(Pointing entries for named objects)
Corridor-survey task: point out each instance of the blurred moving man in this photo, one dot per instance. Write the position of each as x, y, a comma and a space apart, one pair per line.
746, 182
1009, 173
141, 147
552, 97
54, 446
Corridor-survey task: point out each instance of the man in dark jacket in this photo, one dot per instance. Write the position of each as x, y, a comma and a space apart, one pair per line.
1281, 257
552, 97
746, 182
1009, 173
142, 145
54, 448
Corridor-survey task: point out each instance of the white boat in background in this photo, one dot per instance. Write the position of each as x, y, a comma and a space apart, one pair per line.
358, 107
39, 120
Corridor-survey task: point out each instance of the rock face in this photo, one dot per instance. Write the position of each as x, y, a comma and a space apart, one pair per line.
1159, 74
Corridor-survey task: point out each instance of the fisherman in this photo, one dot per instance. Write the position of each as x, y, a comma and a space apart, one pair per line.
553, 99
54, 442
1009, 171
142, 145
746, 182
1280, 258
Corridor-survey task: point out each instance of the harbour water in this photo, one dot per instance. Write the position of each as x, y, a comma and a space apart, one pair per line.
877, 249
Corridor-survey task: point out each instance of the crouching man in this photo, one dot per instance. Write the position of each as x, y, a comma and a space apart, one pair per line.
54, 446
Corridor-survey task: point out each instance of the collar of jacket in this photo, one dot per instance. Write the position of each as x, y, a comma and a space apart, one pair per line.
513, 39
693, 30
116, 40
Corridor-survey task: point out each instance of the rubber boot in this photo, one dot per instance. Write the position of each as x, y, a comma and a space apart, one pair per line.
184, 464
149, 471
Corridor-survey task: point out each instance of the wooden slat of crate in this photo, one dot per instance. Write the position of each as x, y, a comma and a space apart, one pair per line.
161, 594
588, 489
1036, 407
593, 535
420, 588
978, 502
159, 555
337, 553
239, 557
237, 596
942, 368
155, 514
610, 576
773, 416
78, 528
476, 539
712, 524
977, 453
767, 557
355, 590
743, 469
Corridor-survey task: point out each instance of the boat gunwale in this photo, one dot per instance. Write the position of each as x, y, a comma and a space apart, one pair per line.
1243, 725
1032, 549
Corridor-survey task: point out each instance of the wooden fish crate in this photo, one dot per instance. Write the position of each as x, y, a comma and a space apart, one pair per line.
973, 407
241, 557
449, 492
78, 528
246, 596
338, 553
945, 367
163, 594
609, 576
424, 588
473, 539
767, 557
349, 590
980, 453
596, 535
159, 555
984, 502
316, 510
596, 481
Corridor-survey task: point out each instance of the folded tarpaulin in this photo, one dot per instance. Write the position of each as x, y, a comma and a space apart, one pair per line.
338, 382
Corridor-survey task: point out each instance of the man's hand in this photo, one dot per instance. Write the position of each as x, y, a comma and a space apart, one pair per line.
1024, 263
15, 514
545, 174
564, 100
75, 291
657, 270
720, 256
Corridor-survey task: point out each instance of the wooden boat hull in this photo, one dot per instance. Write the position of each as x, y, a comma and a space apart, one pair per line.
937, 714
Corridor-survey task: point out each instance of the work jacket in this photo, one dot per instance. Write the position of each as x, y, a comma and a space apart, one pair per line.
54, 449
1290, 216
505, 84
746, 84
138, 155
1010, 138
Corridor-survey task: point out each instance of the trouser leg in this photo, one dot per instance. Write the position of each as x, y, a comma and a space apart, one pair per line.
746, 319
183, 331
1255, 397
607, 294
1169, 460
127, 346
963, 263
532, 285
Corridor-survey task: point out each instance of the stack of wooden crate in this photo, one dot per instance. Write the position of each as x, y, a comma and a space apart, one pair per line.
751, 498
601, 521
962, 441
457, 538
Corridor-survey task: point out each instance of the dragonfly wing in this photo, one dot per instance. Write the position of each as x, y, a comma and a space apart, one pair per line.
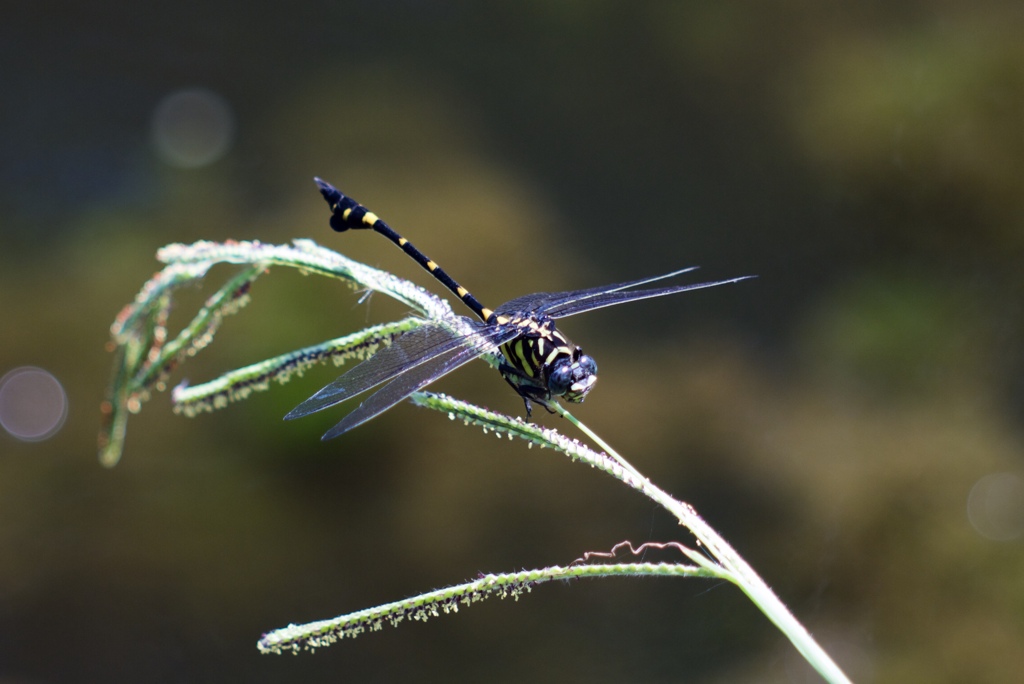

» What is needed: Give only the number of lines in the rows above that contain the string "boat", counting only matches with the same capitalization.

» Solution for this task: 3